ECLI:NL:TVVTPVV:2013:4 Tuchtgerecht Productschap Vee en Vlees Zoetermeer TPVV0213

ECLI: ECLI:NL:TVVTPVV:2013:4
Datum uitspraak: 28-06-2013
Datum publicatie: 28-06-2013
Zaaknummer(s): TPVV0213
Onderwerp: Diergezondheid
Beslissingen: Geldboete
Inhoudsindicatie: Het nalaten van bloedmonstername ten behoeve van onderzoek naar vesiculaire varkensziekte en de Ziekte van Aujeszky, in drie perioden. Er wordt een geldboete opgelegd. Uit het berechtingsrapport blijkt dat betrokkene in december 2012 extra bloedmonsters zou nemen om de achterstand weg te werken. Het Tuchtgerecht tekent aan dat het nemen van extra bloedmonsters in een bepaalde periode geen toegevoegde waarde heeft als het gaat om het monitoren van de gezondheidsstatus van een koppel dieren naar genoemde ziekten. Een dergelijke, wellicht goed bedoelde, ‘inhaalslag’ kan feitelijk niet gebruikt worden om het niet-nemen van bloedmonsters in een voorafgaande periode te compenseren. Vanuit veterinair oogpunt is dergelijk handelen zinloos. Het Productschap heeft ter zitting aangegeven dat in de beginfase van de handhaving inderdaad een inhaalmogelijkheid geboden is, maar dat het belangrijk is – zo zal het Productschap ook naar de sector communiceren – dat de monsters in de periode zelf genomen worden.

★ ★ ★ ★ ★ ★ ★

### JOUW OPDRACHT
Vat de uitspraak hierboven samen in twee zinnen.

★ ★ ★ ★ ★ ★ ★

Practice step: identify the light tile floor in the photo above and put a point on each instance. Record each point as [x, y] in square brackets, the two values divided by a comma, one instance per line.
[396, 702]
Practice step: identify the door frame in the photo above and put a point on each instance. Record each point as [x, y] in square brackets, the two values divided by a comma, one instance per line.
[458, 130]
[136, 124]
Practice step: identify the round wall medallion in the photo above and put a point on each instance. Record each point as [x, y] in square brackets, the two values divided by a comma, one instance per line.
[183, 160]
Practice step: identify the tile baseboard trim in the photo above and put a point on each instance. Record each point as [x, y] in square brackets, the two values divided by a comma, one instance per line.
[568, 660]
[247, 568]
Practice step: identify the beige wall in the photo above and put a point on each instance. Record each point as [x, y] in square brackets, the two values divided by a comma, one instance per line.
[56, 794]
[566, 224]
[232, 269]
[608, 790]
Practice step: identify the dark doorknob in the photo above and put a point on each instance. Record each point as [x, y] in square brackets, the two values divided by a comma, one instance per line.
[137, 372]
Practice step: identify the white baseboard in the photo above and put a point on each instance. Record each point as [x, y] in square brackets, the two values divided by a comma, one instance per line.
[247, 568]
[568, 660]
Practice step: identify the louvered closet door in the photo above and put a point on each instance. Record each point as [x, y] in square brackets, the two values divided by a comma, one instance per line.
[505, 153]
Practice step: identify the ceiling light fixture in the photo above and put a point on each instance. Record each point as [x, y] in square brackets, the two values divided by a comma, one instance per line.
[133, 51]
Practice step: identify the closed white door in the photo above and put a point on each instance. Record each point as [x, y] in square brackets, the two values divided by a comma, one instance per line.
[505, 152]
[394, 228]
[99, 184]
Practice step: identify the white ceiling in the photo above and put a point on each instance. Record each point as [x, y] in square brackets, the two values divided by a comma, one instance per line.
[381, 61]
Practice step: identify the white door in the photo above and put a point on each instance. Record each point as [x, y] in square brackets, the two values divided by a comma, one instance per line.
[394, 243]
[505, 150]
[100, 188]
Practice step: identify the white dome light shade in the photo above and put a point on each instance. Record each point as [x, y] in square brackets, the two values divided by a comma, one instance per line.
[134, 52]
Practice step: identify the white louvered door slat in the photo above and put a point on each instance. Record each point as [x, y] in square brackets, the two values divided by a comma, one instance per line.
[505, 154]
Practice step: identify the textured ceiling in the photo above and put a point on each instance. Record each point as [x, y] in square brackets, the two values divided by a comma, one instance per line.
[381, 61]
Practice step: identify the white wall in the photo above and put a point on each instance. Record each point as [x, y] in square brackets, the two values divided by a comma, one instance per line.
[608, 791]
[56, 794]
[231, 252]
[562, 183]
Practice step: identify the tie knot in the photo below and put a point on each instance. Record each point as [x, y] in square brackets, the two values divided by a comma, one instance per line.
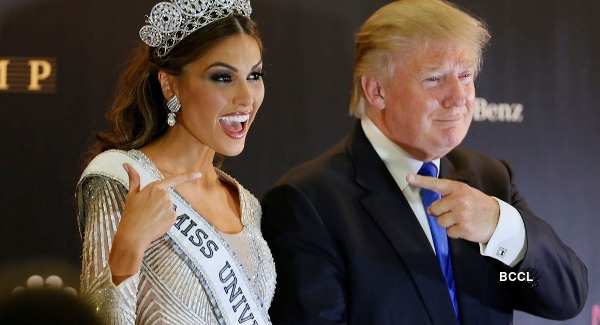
[428, 169]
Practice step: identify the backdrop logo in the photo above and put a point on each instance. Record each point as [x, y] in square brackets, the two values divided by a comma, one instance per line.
[497, 112]
[27, 75]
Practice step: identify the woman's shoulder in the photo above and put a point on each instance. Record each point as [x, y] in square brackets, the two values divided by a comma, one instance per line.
[249, 204]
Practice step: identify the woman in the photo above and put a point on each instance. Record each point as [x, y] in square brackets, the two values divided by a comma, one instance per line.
[168, 237]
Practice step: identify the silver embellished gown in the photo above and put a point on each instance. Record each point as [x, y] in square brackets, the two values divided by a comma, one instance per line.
[165, 291]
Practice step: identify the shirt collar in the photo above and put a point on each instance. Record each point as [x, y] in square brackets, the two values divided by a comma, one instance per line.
[398, 161]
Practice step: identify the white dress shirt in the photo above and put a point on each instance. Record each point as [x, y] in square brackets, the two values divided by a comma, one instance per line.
[507, 243]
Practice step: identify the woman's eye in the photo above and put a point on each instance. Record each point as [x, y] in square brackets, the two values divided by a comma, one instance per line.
[432, 79]
[465, 75]
[221, 77]
[256, 76]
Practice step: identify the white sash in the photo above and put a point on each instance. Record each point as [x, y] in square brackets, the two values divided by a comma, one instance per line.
[228, 288]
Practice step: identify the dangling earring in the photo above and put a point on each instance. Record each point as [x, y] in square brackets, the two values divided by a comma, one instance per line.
[173, 105]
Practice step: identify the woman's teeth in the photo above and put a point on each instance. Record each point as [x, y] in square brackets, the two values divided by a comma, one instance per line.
[233, 125]
[235, 118]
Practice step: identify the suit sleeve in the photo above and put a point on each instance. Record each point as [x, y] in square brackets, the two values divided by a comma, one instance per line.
[560, 286]
[310, 276]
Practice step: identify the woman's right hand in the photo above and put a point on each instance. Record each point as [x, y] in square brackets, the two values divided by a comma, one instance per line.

★ ★ ★ ★ ★ ★ ★

### VERWACHT ANTWOORD
Het Tuchtgerecht legde een geldboete op omdat in drie perioden geen bloedmonsters waren genomen voor onderzoek naar vesiculaire varkensziekte en de Ziekte van Aujeszky. Volgens het Tuchtgerecht kan een inhaalslag met extra bloedmonsters het niet-nemen van monsters in een eerdere periode niet compenseren en is dat veterinair zinloos; het Productschap gaf aan dat de monsters in de periode zelf genomen moeten worden.